SQL Server Performance

40 million rows and are increasing

Discussion in 'T-SQL Performance Tuning for Developers' started by sqlServer2k, Aug 11, 2003.

  1. sqlServer2k New Member

    hi,
    I have a table which consists of around 40 million records in the dattabase.when i go for a select count it takes around 3-4 hours to show the results.Can you help me in optmising the query maby be partitioned views etc?
  2. satya Moderator

    How about indexes and optimization of index and data for this table?

    _________
    Satya SKJ
    Moderator
    SQL-Server-Performance.Com
  3. sqlServer2k New Member

    Hi Satya thanks for the early repl

    there is no index on the field --> total_Amt [money]
    The total_Amt is the field....which i am going to search on and male a sum(total_Amt )

    Can you tell me what has to be done next?

  4. satya Moderator

    If most of the queries are executed agains total_Amt then consider having an Index on that field with/without combination to other fields.

    _________
    Satya SKJ
    Moderator
    SQL-Server-Performance.Com
  5. sqlServer2k New Member

    Which index has to be created .Unique/Clustered or non clustered.?And how much in % do you think the performance will increase if i do "select sum(total_Amt) from billing".
    there are around 40 million records in this table
    Please help
  6. satya Moderator

    Non clustered would be fine (I think) and check it yourself from QA using QUERY EXECUTION PLAN for the analaysis.

    _________
    Satya SKJ
    Moderator
    SQL-Server-Performance.Com
  7. sqlServer2k New Member

    When i run a query
    "SELECT COUNT(*) AS Expr1 FROM bill_master"
    it gives me timeout expired.How should i overcome this
  8. satya Moderator

    What are the settings for timeout for QUERY & LOGIN on the server?

    _________
    Satya SKJ
    Moderator
    SQL-Server-Performance.Com
  9. sqlServer2k New Member

    Its 3600 seconds.
  10. bambola New Member

    If you just need a count, and you can live with not the most updates results, you can get the number of rows from sysindexes. This value will be accurate after running update statistics

    SELECT rows
    FROM sysindexes
    WHERE id = object_id('table_name')
    AND indid < 2

    Bambola.

**WHAT IS ASKED:**
1) Translate this sentence from the forum thread into Spanish: "How about indexes and optimization of index and data for this table?"
2) Print everything in the forum thread from "How about indexes" down to "be done next?".
Rely only on the forum thread when working on these items.

**DATASET ROWS:**
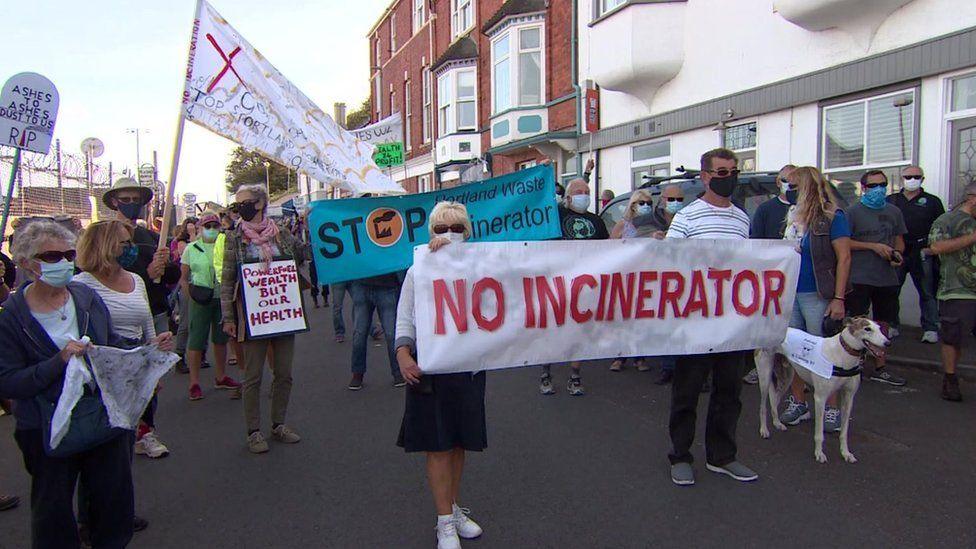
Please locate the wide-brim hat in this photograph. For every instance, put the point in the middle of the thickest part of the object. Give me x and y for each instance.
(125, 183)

---

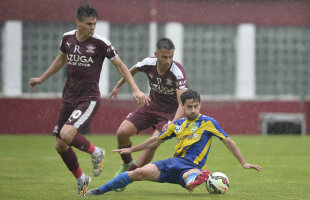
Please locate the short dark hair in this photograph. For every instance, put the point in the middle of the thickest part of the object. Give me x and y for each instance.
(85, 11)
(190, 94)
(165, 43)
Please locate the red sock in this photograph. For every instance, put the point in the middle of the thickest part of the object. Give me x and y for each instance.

--

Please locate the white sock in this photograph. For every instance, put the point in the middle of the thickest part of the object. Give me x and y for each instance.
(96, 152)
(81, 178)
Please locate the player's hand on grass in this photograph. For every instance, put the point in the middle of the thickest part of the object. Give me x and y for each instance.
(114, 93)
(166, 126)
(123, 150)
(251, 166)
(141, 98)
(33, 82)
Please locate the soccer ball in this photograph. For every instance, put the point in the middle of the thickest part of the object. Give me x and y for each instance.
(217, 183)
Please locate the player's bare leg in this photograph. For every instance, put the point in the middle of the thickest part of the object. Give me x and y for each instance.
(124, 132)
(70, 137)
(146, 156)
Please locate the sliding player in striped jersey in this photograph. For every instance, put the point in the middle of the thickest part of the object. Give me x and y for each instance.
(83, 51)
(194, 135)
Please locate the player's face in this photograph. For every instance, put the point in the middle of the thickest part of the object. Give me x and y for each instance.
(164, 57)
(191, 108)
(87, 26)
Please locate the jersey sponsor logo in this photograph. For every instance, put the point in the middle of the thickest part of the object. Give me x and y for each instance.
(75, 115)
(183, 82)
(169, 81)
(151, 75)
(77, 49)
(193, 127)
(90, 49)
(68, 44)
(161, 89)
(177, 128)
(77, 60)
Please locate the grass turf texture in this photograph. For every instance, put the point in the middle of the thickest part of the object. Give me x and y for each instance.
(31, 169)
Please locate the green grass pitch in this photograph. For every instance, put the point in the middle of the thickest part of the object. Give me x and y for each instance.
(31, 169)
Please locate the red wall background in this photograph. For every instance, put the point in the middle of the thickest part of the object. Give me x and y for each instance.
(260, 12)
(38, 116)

**PER-TASK ANSWERS:**
1) ¿Qué tal los índices y la optimización del índice y de los datos para esta tabla?

2)
How about indexes and optimization of index and data for this table?

    _________
    Satya SKJ
    Moderator
    SQL-Server-Performance.Com
  3. sqlServer2k New Member

    Hi Satya thanks for the early repl

    there is no index on the field --> total_Amt [money]
    The total_Amt is the field....which i am going to search on and male a sum(total_Amt )

    Can you tell me what has to be done next?